* **EXERCICES**:
a) Répondez aux questions suivantes à partir du texte d'étude.
(i) Quel modèle de masques faut-il cesser d'utiliser ?
(ii) À quel moment la prochaine livraison de masques est-elle prévue ?
(iii) Dans quel établissement Claudia Lupien est-elle éducatrice ?
b) Recopiez le passage du texte d'étude compris entre « Il vous est » et « à la mi-janvier 2021. », ces deux segments inclus.

* **TEXTE D'ÉTUDE**:
━━━━━━━━━━━━━━━━━━━━

Il vous est demandé de cesser immédiatement l’utilisation des masques MC9501. De l’information suivra sur la façon dont vous devrez en disposer.

Extrait du courriel interne du ministère de la Famille

Néanmoins, le ministère précise que les masques livrés entre le 14 et le 16 décembre dernier « doivent être utilisés ». « Ces nouveaux masques sont sécuritaires et ils rencontrent toutes les exigences de l’IRSST », avance-t-on. Entre-temps, les autorités assurent qu’elles veilleront à ce que tous les services de garde « aient à leur disposition suffisamment de masques de procédure pour les prochains mois », et ce dès la prochaine livraison, qui est prévue à la mi-janvier 2021.

De vives réactions

Pour Claudia Lupien, éducatrice au CPE La Prairie, sur la Rive-Sud de Montréal, il s’agit d’une « vraie farce ». « Ces masques venaient du gouvernement. On était supposés pouvoir s’y fier. J’ai eu un rire jaune en voyant ça. J’ai cru à une farce, à une mauvaise blague », raconte la professionnelle sans détour.

« Il n’y a plus rien qui nous étonne honnêtement. C’est complètement aberrant », ajoute-t-elle, en précisant néanmoins que les cas d’infection demeurent stables dans le réseau. « On se protège bien, on met beaucoup de mesures de protection en place, donc heureusement, on se sent en sécurité », insiste Mme Lupien. À la Fédération de la Santé et des Services Sociaux (FSSS-CSN), la vice-présidente Lucie Longchamps abonde dans le même sens.

━━━━━━━━━━━━━━━━━━━━

* **DONNÉES FOURNIES**:

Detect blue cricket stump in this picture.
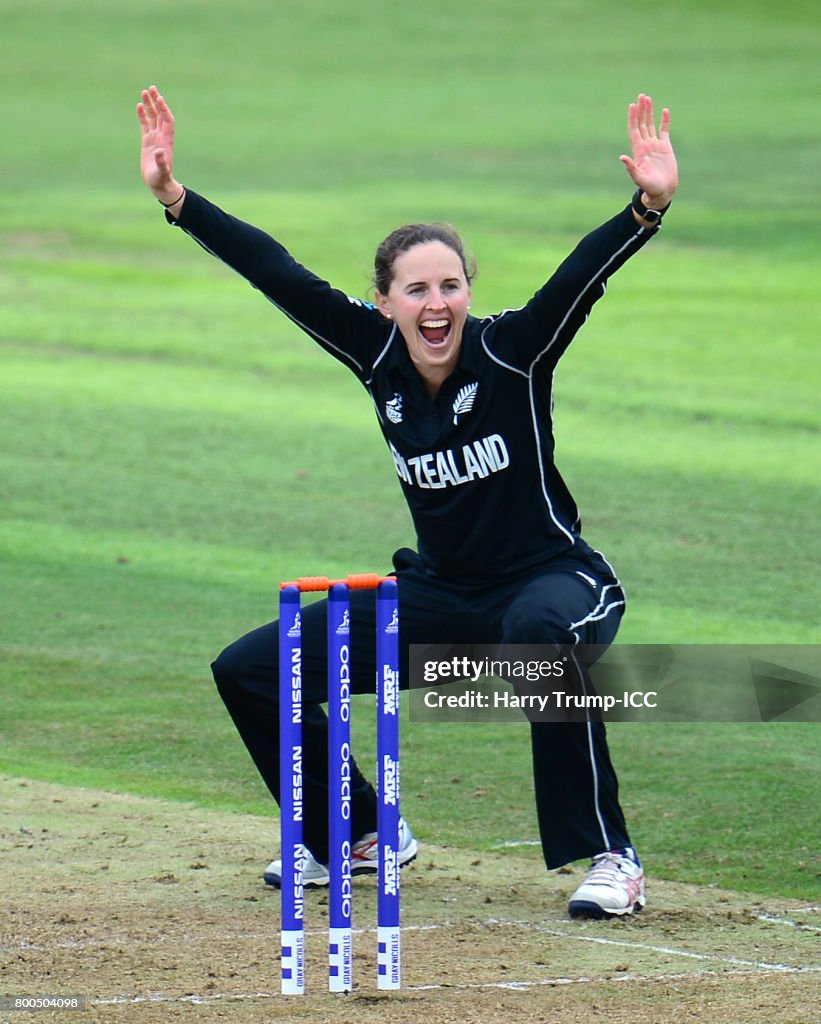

━━━━━━━━━━━━━━━━━━━━

* **CORRIGÉ**:
a)
(i) Les masques MC9501.
(ii) À la mi-janvier 2021.
(iii) Au CPE La Prairie, sur la Rive-Sud de Montréal.

b)
Il vous est demandé de cesser immédiatement l’utilisation des masques MC9501. De l’information suivra sur la façon dont vous devrez en disposer.

Extrait du courriel interne du ministère de la Famille

Néanmoins, le ministère précise que les masques livrés entre le 14 et le 16 décembre dernier « doivent être utilisés ». « Ces nouveaux masques sont sécuritaires et ils rencontrent toutes les exigences de l’IRSST », avance-t-on. Entre-temps, les autorités assurent qu’elles veilleront à ce que tous les services de garde « aient à leur disposition suffisamment de masques de procédure pour les prochains mois », et ce dès la prochaine livraison, qui est prévue à la mi-janvier 2021.